§ **TRECHO DO DOCUMENTO**

········

O treinamento no futebol vem evoluindo e caminhando cada vez mais ao encontro da especificidade do jogo. Nesse sentido, os jogos reduzidos no futebol vêm sendo amplamente utilizados para aproximação entre o jogo e o treino.
Com base nisso, estudos já demostraram o aumento do desempenho físico e técnico em equipes que utilizam este método durante suas sessões de treinamento. Contudo, precisamos ter atenção ao caráter estrutural dos jogos reduzidos no futebol. Isso porque, existem diversos fatores que podem influenciar na resposta da demanda física e fisiológica dos atletas durante a realização das atividades. Por exemplo: a dimensão do campo, as regras do jogo, o incentivo verbal por parte da comissão, a duração do trabalho, a composição das equipes, o número de jogadores, entre outros fatores.
Relação entre número de jogadores e a demanda física e fisiológica.
Podemos dividir os jogos reduzidos no futebol em três grupos:
- Pequenos jogos (1×1, 2×2, 3×3, 4×4);
- Médios jogos (5×5, 6×6, 7×7, 8×8);
- Grandes jogos (9×9, 10×10).
Diante disso, os jogos menores apresentam mais respostas fisiológicas (maior carga interna), quando comparado aos grandes jogos. Em outras palavras, valores de concentração de lactato, frequência cardíaca (FC) e PSE são mais elevados neste formato de jogo.

········

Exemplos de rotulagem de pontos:
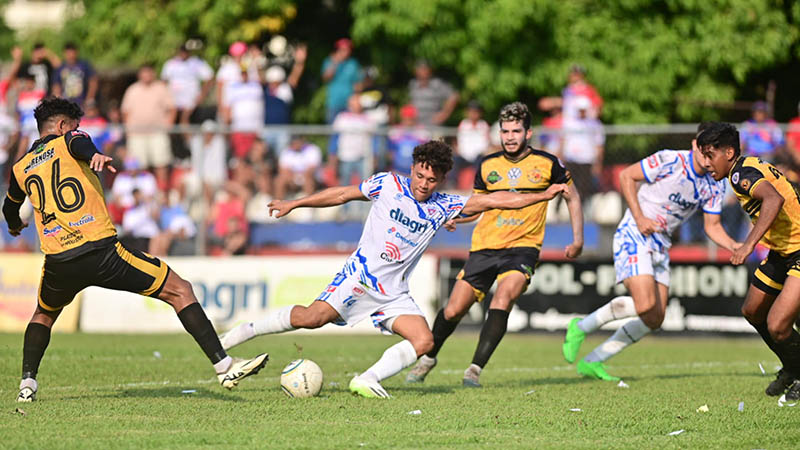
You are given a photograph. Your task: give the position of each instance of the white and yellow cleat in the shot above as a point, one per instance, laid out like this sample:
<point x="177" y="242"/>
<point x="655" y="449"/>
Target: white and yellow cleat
<point x="242" y="368"/>
<point x="368" y="388"/>
<point x="27" y="390"/>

········

§ **A FAZER**
Reproduza fielmente a passagem do texto sobre jogos reduzidos no futebol que começa em "O treinamento no" e termina em "entre outros fatores.".

§ **RESPOSTA À TAREFA**
O treinamento no futebol vem evoluindo e caminhando cada vez mais ao encontro da especificidade do jogo. Nesse sentido, os jogos reduzidos no futebol vêm sendo amplamente utilizados para aproximação entre o jogo e o treino.
Com base nisso, estudos já demostraram o aumento do desempenho físico e técnico em equipes que utilizam este método durante suas sessões de treinamento. Contudo, precisamos ter atenção ao caráter estrutural dos jogos reduzidos no futebol. Isso porque, existem diversos fatores que podem influenciar na resposta da demanda física e fisiológica dos atletas durante a realização das atividades. Por exemplo: a dimensão do campo, as regras do jogo, o incentivo verbal por parte da comissão, a duração do trabalho, a composição das equipes, o número de jogadores, entre outros fatores.